Excerpts from point annotation data
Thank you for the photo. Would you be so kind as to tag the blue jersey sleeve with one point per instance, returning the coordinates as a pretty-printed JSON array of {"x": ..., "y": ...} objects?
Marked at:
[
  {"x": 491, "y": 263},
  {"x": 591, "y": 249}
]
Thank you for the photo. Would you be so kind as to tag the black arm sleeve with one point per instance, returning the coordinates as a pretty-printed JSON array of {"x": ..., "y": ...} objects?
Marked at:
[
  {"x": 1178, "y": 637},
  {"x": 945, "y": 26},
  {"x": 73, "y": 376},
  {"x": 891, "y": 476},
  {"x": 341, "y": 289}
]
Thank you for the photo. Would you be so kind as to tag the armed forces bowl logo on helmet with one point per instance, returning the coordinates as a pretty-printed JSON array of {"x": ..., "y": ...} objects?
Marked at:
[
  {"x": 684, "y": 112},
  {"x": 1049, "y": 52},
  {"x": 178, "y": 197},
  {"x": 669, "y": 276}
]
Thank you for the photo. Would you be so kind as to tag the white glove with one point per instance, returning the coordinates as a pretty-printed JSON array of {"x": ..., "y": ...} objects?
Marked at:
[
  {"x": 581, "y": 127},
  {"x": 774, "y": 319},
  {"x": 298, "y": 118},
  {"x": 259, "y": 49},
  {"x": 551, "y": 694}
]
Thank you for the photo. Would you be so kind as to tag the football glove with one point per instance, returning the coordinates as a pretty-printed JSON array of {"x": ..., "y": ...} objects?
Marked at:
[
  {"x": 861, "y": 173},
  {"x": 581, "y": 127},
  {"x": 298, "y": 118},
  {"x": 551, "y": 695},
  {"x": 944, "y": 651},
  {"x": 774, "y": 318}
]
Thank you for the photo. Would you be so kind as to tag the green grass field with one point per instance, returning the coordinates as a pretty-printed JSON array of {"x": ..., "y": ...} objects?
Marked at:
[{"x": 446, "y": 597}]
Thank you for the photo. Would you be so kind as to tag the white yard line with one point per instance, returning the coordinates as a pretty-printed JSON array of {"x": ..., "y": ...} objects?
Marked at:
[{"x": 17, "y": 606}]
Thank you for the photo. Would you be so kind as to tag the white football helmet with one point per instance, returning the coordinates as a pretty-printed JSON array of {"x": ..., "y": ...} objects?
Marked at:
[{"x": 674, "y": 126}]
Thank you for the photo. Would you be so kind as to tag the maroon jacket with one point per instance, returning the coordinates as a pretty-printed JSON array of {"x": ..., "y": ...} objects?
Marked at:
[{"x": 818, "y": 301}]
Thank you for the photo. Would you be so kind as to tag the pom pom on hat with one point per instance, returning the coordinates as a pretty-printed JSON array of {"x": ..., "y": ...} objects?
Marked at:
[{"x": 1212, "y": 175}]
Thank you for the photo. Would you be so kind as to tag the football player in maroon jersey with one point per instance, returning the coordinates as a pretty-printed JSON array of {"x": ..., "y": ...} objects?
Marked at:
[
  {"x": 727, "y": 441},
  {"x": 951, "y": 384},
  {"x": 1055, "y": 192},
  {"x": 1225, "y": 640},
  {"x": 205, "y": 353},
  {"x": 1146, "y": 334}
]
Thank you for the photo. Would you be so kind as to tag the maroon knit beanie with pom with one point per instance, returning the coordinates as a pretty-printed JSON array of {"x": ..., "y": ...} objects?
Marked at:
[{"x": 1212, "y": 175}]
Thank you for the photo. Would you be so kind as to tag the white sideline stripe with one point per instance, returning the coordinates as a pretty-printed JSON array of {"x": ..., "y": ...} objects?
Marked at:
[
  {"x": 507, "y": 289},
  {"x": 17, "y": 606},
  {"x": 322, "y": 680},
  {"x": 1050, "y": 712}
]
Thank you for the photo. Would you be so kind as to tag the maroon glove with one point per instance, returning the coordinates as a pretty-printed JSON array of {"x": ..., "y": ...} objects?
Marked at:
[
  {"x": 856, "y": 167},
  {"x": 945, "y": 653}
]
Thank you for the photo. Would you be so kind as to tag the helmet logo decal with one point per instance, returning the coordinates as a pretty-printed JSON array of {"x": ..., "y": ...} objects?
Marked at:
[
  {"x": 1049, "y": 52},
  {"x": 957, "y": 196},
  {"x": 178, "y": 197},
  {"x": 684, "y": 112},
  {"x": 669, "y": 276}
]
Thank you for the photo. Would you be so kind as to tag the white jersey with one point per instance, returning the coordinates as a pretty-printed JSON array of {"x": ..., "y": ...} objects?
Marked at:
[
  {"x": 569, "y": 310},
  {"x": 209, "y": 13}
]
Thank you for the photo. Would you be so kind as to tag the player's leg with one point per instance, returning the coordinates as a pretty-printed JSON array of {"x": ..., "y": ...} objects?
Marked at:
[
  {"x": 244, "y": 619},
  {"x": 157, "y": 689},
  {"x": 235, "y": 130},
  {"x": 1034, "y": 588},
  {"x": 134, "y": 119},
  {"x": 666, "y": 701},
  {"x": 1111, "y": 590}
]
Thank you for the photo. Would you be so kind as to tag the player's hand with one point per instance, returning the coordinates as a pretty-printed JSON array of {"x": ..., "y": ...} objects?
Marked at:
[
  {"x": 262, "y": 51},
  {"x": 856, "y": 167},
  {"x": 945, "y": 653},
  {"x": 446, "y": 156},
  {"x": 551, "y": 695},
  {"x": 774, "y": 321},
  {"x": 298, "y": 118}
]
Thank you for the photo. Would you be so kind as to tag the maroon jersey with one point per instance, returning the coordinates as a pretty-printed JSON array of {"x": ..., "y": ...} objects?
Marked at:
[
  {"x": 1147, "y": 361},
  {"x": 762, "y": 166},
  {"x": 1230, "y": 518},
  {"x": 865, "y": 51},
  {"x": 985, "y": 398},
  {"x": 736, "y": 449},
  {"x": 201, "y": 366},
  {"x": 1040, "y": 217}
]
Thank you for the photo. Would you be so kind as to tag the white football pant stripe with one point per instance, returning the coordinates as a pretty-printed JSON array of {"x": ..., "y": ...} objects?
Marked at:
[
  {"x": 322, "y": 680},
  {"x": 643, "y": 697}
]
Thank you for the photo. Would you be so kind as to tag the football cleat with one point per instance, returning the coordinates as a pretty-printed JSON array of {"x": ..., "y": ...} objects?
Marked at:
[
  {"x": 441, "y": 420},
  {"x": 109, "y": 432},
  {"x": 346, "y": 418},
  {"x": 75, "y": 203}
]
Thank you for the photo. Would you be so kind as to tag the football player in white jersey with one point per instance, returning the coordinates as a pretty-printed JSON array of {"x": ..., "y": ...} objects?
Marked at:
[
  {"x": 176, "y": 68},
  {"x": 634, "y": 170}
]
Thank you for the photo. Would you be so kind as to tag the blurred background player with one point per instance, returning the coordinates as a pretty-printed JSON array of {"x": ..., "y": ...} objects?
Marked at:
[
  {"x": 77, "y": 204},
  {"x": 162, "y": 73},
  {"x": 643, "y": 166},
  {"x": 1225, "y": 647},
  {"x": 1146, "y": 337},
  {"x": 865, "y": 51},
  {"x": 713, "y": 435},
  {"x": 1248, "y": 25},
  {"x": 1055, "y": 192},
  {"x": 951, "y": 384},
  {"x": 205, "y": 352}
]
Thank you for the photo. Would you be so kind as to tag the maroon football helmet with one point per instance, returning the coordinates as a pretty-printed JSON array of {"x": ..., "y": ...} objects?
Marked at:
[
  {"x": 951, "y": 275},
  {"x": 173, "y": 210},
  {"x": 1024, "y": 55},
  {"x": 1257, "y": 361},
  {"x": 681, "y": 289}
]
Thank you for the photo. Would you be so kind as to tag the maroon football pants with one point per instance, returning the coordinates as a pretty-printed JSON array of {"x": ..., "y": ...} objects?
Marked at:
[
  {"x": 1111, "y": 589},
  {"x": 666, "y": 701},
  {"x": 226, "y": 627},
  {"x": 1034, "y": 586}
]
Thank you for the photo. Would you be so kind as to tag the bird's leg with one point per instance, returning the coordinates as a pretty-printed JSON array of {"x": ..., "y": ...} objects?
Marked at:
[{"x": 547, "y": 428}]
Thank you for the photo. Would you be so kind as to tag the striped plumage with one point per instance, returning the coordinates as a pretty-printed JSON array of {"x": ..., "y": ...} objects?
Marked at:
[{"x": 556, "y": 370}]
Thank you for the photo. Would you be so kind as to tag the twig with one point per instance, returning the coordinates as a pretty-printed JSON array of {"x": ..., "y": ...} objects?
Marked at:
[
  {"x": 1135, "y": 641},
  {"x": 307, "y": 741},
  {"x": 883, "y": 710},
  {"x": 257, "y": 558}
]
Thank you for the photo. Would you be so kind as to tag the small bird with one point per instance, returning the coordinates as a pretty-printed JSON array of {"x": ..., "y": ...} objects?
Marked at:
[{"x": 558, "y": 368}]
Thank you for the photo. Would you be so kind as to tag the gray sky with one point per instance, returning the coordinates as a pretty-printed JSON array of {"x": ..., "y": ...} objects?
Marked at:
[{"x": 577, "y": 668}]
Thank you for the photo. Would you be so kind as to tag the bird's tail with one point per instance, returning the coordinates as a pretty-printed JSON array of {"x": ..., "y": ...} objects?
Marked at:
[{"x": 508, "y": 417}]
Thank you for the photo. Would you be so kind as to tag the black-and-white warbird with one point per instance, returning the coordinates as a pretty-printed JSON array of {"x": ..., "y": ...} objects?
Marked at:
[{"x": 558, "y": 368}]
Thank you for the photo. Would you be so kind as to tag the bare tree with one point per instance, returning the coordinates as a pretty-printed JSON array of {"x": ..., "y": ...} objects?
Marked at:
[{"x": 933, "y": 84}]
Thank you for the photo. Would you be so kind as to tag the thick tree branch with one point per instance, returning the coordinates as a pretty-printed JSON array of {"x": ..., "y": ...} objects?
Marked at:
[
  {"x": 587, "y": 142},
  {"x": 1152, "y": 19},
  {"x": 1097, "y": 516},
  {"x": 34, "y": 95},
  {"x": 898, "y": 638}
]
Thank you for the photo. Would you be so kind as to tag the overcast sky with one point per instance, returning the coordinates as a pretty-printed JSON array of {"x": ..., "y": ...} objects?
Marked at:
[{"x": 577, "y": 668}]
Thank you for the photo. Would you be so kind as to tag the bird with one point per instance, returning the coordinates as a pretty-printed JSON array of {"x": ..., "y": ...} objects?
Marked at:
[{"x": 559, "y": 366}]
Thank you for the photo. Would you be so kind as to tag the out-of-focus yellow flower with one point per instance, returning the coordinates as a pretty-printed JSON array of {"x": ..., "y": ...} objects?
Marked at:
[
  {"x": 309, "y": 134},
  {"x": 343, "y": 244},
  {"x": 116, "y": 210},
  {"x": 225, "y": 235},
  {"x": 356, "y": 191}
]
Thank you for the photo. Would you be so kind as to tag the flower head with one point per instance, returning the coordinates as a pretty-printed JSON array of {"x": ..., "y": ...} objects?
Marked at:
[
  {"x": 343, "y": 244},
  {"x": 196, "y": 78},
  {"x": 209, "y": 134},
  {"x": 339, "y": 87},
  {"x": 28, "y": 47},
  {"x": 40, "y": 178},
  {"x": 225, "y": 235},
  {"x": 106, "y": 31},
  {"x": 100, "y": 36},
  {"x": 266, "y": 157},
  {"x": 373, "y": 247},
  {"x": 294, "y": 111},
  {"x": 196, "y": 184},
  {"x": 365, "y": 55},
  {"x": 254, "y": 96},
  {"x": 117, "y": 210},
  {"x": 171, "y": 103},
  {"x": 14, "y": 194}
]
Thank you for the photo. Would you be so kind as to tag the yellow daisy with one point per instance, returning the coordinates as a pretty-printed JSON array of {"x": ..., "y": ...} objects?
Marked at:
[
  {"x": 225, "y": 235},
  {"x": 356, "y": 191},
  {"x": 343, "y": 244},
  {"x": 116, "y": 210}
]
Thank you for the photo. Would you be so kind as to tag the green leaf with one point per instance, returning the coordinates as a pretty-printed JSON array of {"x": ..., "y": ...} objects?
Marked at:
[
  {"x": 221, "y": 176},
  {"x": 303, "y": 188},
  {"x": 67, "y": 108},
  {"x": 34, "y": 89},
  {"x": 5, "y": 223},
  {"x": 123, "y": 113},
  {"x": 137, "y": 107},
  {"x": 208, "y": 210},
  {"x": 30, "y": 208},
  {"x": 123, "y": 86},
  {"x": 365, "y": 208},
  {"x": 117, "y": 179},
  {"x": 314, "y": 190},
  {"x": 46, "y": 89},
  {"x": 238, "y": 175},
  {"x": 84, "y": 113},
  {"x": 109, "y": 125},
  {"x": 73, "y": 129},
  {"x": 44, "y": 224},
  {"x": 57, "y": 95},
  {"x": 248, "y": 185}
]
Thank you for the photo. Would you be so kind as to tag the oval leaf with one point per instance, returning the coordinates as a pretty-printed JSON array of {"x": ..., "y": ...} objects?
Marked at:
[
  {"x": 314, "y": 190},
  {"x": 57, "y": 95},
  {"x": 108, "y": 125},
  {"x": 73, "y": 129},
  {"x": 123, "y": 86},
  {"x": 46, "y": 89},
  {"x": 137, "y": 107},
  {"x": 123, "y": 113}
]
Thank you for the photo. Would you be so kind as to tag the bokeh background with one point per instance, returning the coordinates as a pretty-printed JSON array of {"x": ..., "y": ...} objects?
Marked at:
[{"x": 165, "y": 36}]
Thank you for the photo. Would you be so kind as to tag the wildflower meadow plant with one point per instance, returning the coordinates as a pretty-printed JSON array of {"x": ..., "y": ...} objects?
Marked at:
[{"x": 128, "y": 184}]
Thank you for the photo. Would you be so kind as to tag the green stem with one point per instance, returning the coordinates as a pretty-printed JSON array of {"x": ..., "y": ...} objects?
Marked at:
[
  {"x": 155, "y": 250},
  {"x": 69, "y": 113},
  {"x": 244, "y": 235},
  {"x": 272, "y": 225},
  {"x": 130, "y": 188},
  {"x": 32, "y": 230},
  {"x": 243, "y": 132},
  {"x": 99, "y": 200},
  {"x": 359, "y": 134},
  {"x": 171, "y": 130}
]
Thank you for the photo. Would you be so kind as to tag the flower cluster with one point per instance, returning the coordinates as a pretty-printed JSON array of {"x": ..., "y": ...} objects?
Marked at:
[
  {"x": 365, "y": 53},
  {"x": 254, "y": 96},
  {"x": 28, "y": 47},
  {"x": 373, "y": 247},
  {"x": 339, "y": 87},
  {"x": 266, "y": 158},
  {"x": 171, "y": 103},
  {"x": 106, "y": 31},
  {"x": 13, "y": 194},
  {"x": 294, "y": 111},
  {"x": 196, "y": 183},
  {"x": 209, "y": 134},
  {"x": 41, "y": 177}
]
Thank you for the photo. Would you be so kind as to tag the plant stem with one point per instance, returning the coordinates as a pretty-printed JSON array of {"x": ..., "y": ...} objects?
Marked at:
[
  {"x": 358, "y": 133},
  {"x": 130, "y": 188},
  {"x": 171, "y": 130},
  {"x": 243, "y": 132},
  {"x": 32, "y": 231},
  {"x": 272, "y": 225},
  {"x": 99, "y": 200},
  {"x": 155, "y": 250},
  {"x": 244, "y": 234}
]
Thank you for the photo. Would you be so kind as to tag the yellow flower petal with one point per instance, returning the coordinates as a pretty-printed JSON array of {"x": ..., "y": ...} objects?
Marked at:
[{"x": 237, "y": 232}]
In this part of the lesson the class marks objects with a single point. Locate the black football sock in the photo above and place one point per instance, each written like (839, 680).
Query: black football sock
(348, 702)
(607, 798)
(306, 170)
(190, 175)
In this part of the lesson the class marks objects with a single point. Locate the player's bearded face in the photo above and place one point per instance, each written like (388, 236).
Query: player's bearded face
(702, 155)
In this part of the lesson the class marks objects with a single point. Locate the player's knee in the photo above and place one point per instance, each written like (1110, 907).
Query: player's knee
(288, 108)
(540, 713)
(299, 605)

→ Work instructions:
Repeat the lines from the one containing "the flower cluster" through the end of the listing, exactly and without any other lines; both ends are included.

→ Correct answer:
Thank you for the photo. Would you be so kind as to tag the flower cluster with one point per instance, returning the coordinates as a pretty-printed JSON array of {"x": ..., "y": ...} objects?
Marked at:
[
  {"x": 365, "y": 53},
  {"x": 254, "y": 96},
  {"x": 28, "y": 47},
  {"x": 373, "y": 247},
  {"x": 339, "y": 87},
  {"x": 266, "y": 158},
  {"x": 171, "y": 103},
  {"x": 106, "y": 31},
  {"x": 13, "y": 194},
  {"x": 294, "y": 111},
  {"x": 196, "y": 183},
  {"x": 209, "y": 134},
  {"x": 41, "y": 177}
]
Thank you for the photo. Would you be so kind as to tag the plant stem with one point per instance, returning the coordinates as a pretty-printed JSON array of {"x": ..., "y": ...} objects?
Marked at:
[
  {"x": 358, "y": 133},
  {"x": 130, "y": 188},
  {"x": 171, "y": 130},
  {"x": 243, "y": 132},
  {"x": 32, "y": 231},
  {"x": 272, "y": 225},
  {"x": 99, "y": 200},
  {"x": 155, "y": 250},
  {"x": 244, "y": 234}
]
Thank you for the photo. Would you be so kind as to tag the yellow flower petal with one point per instance, returning the coordinates as a pretty-printed JSON array of {"x": ..., "y": ...} objects?
Marked at:
[{"x": 237, "y": 232}]
In this part of the lesson the class marks objects with a single point. Locate the black football sock in the photo above and place one point per instance, each written like (839, 680).
Query: black football sock
(348, 702)
(607, 798)
(306, 170)
(190, 175)
In this part of the lesson the class marks objects with a single point. Locate the player's bearded face in the photo above and place one point per instance, each written like (388, 236).
Query: player's bearded face
(702, 155)
In this part of the lesson the class marks objects with a single point. Locate the player's knee in the photo above and place one point per instance, each written like (1110, 907).
Query: player's knee
(288, 108)
(540, 713)
(299, 605)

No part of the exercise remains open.